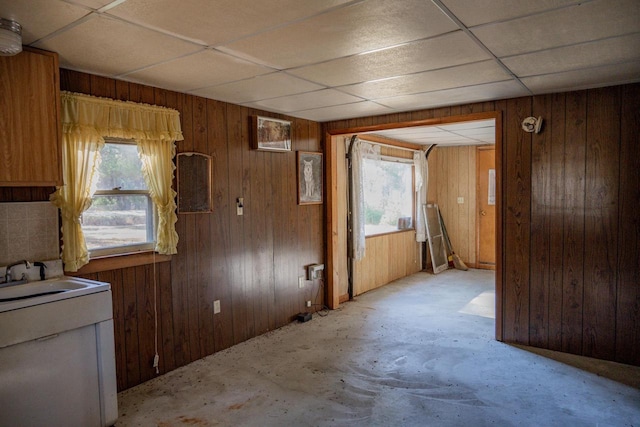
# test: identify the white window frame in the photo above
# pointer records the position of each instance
(409, 162)
(151, 225)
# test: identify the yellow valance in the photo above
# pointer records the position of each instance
(86, 121)
(98, 117)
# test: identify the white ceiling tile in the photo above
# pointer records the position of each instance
(94, 4)
(306, 101)
(581, 23)
(344, 111)
(258, 88)
(439, 52)
(107, 46)
(216, 22)
(463, 75)
(40, 18)
(482, 11)
(202, 69)
(501, 90)
(360, 27)
(472, 125)
(608, 51)
(583, 79)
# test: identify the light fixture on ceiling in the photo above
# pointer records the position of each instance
(10, 37)
(532, 124)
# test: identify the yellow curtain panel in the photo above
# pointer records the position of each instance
(86, 121)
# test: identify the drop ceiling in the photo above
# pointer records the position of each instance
(326, 60)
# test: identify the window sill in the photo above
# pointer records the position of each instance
(115, 262)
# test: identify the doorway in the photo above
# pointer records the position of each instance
(335, 198)
(486, 208)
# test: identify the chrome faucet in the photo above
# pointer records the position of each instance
(7, 275)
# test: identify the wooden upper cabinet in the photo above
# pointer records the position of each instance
(30, 128)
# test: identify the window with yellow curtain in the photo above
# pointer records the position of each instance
(87, 121)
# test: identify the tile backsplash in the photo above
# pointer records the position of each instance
(28, 231)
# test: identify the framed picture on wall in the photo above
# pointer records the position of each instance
(194, 183)
(309, 178)
(270, 134)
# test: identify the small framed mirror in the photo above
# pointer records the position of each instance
(194, 183)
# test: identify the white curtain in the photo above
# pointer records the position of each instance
(361, 150)
(421, 169)
(357, 201)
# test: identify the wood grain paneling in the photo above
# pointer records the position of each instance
(568, 227)
(601, 223)
(455, 169)
(250, 263)
(628, 290)
(587, 156)
(388, 257)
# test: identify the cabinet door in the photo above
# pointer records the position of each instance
(30, 119)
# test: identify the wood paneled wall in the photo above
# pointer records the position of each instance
(250, 263)
(570, 278)
(388, 257)
(455, 171)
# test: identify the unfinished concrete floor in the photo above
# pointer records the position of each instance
(418, 352)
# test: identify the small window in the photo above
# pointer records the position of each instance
(121, 218)
(388, 196)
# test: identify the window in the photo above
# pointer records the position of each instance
(388, 195)
(121, 217)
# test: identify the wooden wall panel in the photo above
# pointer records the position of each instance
(573, 221)
(595, 183)
(628, 291)
(517, 221)
(388, 257)
(601, 223)
(568, 225)
(250, 263)
(455, 169)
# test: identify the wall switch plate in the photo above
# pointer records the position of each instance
(239, 206)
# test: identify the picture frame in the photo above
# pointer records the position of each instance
(270, 134)
(309, 168)
(194, 179)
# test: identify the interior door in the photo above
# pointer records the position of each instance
(486, 201)
(435, 237)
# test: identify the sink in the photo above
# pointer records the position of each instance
(45, 291)
(57, 354)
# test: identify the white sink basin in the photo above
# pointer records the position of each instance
(45, 291)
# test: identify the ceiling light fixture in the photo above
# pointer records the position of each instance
(10, 37)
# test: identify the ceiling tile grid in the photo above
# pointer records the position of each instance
(338, 59)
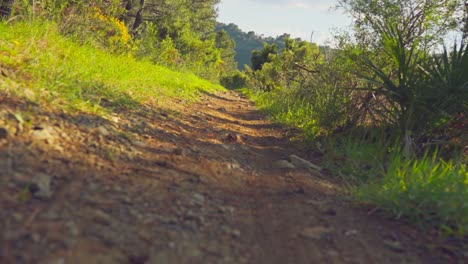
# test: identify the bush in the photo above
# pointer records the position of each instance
(236, 80)
(428, 191)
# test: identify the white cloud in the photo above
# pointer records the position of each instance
(298, 4)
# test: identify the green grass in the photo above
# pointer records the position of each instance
(427, 190)
(43, 66)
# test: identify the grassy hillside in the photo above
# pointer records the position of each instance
(40, 65)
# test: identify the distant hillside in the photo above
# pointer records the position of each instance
(247, 42)
(250, 41)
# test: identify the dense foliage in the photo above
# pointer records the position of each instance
(388, 108)
(179, 34)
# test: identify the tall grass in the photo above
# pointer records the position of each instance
(41, 65)
(428, 191)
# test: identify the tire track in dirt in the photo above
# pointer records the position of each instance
(195, 183)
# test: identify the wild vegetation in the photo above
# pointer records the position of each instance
(49, 54)
(388, 108)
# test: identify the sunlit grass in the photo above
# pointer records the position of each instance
(40, 65)
(426, 190)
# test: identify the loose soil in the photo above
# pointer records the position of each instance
(207, 182)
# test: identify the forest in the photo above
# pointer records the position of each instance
(384, 112)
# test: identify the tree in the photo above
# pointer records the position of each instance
(260, 57)
(227, 47)
(393, 44)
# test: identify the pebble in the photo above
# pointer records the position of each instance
(3, 133)
(18, 217)
(302, 163)
(283, 164)
(101, 217)
(316, 232)
(43, 183)
(103, 131)
(352, 232)
(43, 133)
(140, 144)
(35, 237)
(71, 226)
(198, 199)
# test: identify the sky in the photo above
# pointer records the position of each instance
(274, 17)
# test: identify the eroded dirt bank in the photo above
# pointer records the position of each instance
(211, 182)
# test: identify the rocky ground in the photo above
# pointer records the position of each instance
(210, 182)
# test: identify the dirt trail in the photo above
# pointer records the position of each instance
(205, 183)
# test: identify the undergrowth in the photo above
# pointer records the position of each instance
(427, 189)
(42, 66)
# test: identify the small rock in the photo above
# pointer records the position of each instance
(3, 133)
(232, 137)
(138, 259)
(42, 185)
(58, 261)
(283, 164)
(302, 163)
(43, 133)
(316, 232)
(18, 217)
(198, 199)
(394, 245)
(101, 217)
(103, 131)
(330, 211)
(71, 226)
(227, 147)
(140, 144)
(36, 237)
(181, 152)
(351, 232)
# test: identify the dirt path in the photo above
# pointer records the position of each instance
(208, 183)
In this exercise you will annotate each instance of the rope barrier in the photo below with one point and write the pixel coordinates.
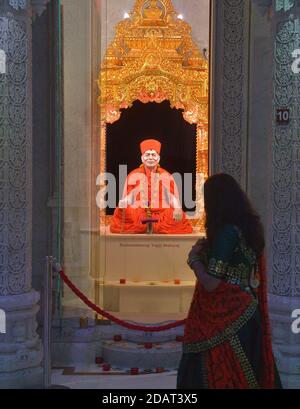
(112, 318)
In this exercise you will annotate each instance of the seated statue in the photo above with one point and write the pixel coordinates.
(150, 192)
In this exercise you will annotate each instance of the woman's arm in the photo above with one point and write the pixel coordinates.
(208, 282)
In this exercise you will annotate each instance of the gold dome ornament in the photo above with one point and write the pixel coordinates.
(153, 11)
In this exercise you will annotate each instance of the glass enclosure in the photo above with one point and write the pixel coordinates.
(131, 70)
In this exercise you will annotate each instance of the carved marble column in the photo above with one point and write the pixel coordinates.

- WHAT TO DO
In transcribing the listing, keep each word as it is and drop the pictures.

- RESULT FOR THIS EXERCISE
# test: identify the white window frame in the photo above
# pointer records the position of each instance
(409, 162)
(151, 225)
# test: identify the yellow valance in the photo above
# pointer records the position of each instance
(86, 121)
(98, 117)
# test: identify the white ceiling tile in the photo above
# pointer records the position of each instance
(94, 4)
(306, 101)
(581, 23)
(344, 111)
(258, 88)
(439, 52)
(107, 46)
(216, 22)
(463, 75)
(40, 18)
(482, 11)
(202, 69)
(501, 90)
(360, 27)
(472, 125)
(608, 51)
(583, 79)
# test: identify the light fixture on ceiling in the photo above
# pointer records the position of each instance
(10, 37)
(532, 124)
# test: identify the yellow curtain panel in the photo above
# pointer records the position of each instance
(86, 121)
# test: identify the drop ceiling in the photo above
# pointer records the position of each instance
(326, 60)
# test: identify the window sill in the photo above
# pointer records the position of each instance
(115, 262)
# test: identify the doorway in the photo above
# pointer records the position of each instance
(335, 198)
(486, 208)
# test: identify the chrome faucet in the photo above
# pointer records the position of each instance
(7, 275)
# test: identify the wooden upper cabinet in the photo above
# pointer records the position of each instance
(30, 128)
# test: identify the window with yellow curtain in the photo above
# pointer records the position of each instance
(87, 121)
# test: identify the tile backsplash in the photo above
# pointer records the position of each instance
(28, 231)
# test: identify the framed picture on wall in the photo above
# pointer records the position of each instance
(194, 183)
(309, 178)
(270, 134)
# test: identify the small framed mirror in the photo above
# pointer records the position of each instance
(194, 183)
# test: identify the white curtain in the photo above
# pointer records the position of each instance
(361, 150)
(421, 169)
(357, 201)
# test: identify the wood grain paneling in the photo above
# pointer records the position of each instance
(568, 227)
(601, 223)
(455, 169)
(250, 263)
(628, 290)
(587, 156)
(388, 257)
# test: identify the cabinet door in the photo above
# pointer records the position of each instance
(30, 119)
# test: identify the wood paneled wall in the photo above
# pointer records the position of each instance
(250, 263)
(570, 278)
(388, 257)
(455, 171)
# test: identify the unfinished concrete floor in the photo above
# pointer records the position of each instance
(418, 352)
# test: identify the small window in the photo above
# pointer records the position of each instance
(121, 218)
(388, 196)
# test: identify the window in the photo above
# pointer records the position of each instance
(388, 195)
(121, 217)
# test: identify the wooden wall panel in the photo above
# pointer records the position of each instance
(573, 221)
(595, 183)
(628, 291)
(517, 221)
(388, 257)
(601, 223)
(568, 225)
(250, 263)
(455, 169)
# test: identify the wall switch plate in the photo above
# pointer records the position of each instance
(239, 206)
# test: identify the picture frame in the photo above
# pointer records the position of each instance
(270, 134)
(309, 168)
(194, 179)
# test: identify the interior door in the photo above
# pointer records the position of each instance
(486, 201)
(435, 237)
# test: identify the sink in the photo above
# pointer records the position of each instance
(45, 291)
(57, 354)
# test: identify the white sink basin in the photo above
# pointer records the position of each instance
(45, 291)
# test: identify the ceiling light fixture in the photo above
# pointer records the position of each instance
(10, 37)
# test: identify the ceiling tile grid in the photo above
# pointer records the position of each instance
(338, 59)
# test: identify the bush in the photo above
# pointer records the position of each instance
(236, 80)
(428, 191)
# test: identify the white cloud in the photo above
# pointer records the position of each instance
(298, 4)
# test: identify the green grass in the photo above
# pointer records the position of each instance
(427, 190)
(43, 66)
# test: identify the grassy hillside in the photo above
# pointer records the position of each instance
(40, 65)
# test: identify the distant hillside in the photo above
# pointer records the position of each instance
(247, 42)
(250, 41)
# test: identify the dense foliage in the photo above
# pointer records the position of each instance
(388, 108)
(179, 34)
# test: identify the tall grass in the photo above
# pointer records the position of each instance
(41, 65)
(428, 191)
# test: identify the tire track in dirt in the photo above
# pointer records the position of each instance
(195, 183)
# test: identify the wild vegetation in the photo above
# pointer records the position of each instance
(49, 54)
(388, 108)
# test: identify the sunlit grass in the photo above
# pointer records the position of each instance
(40, 65)
(426, 190)
# test: identify the loose soil in the photo above
# pointer records the position of each instance
(207, 182)
# test: identify the forest in the photo above
# pointer records the position of each instance
(384, 112)
# test: identify the tree in the photo above
# pointer records the position of each instance
(260, 57)
(227, 47)
(393, 44)
# test: identify the pebble in the photo above
# pointer records the position of each instance
(3, 133)
(18, 217)
(302, 163)
(283, 164)
(101, 217)
(316, 232)
(43, 183)
(103, 131)
(352, 232)
(43, 133)
(140, 144)
(35, 237)
(71, 226)
(198, 199)
# test: identify the sky in the photo above
# pointer records the position of each instance
(274, 17)
# test: identify the eroded dirt bank in the photo above
# pointer records the position of each instance
(211, 182)
# test: identify the rocky ground in the photo above
# pointer records the position of each instance
(210, 182)
# test: identify the dirt trail in the photo above
# pointer records the position of each instance
(205, 183)
# test: identify the undergrowth in the photo above
# pointer records the position of each instance
(427, 189)
(42, 66)
# test: identify the small rock in the photo above
# pointer records the position of each instance
(3, 133)
(232, 137)
(138, 259)
(42, 185)
(58, 261)
(283, 164)
(302, 163)
(43, 133)
(316, 232)
(18, 217)
(198, 199)
(394, 245)
(101, 217)
(103, 131)
(330, 211)
(71, 226)
(227, 147)
(140, 144)
(36, 237)
(181, 152)
(351, 232)
# test: identify the dirt path in the photo above
# pointer records the position of each instance
(208, 183)
In this exercise you will annotate each instance of the rope barrier in the photo below with one point and write the pixel coordinates.
(112, 318)
In this exercise you will annotate each instance of the seated statue in the photo above with one point and write the pixel coordinates.
(150, 192)
In this exercise you will annotate each instance of the woman's arm in the photo above with one point and write the pixel coordinates.
(208, 282)
In this exercise you will annotate each instance of the gold dome ornament in the photo above with one point and write the pixel coordinates.
(153, 11)
In this exercise you will annotate each instance of the glass enclosure in the photo above with one point and write the pixel coordinates.
(131, 70)
In this exercise you will annotate each instance of the carved marble column in the photo above with one point and write the pixel coordinates.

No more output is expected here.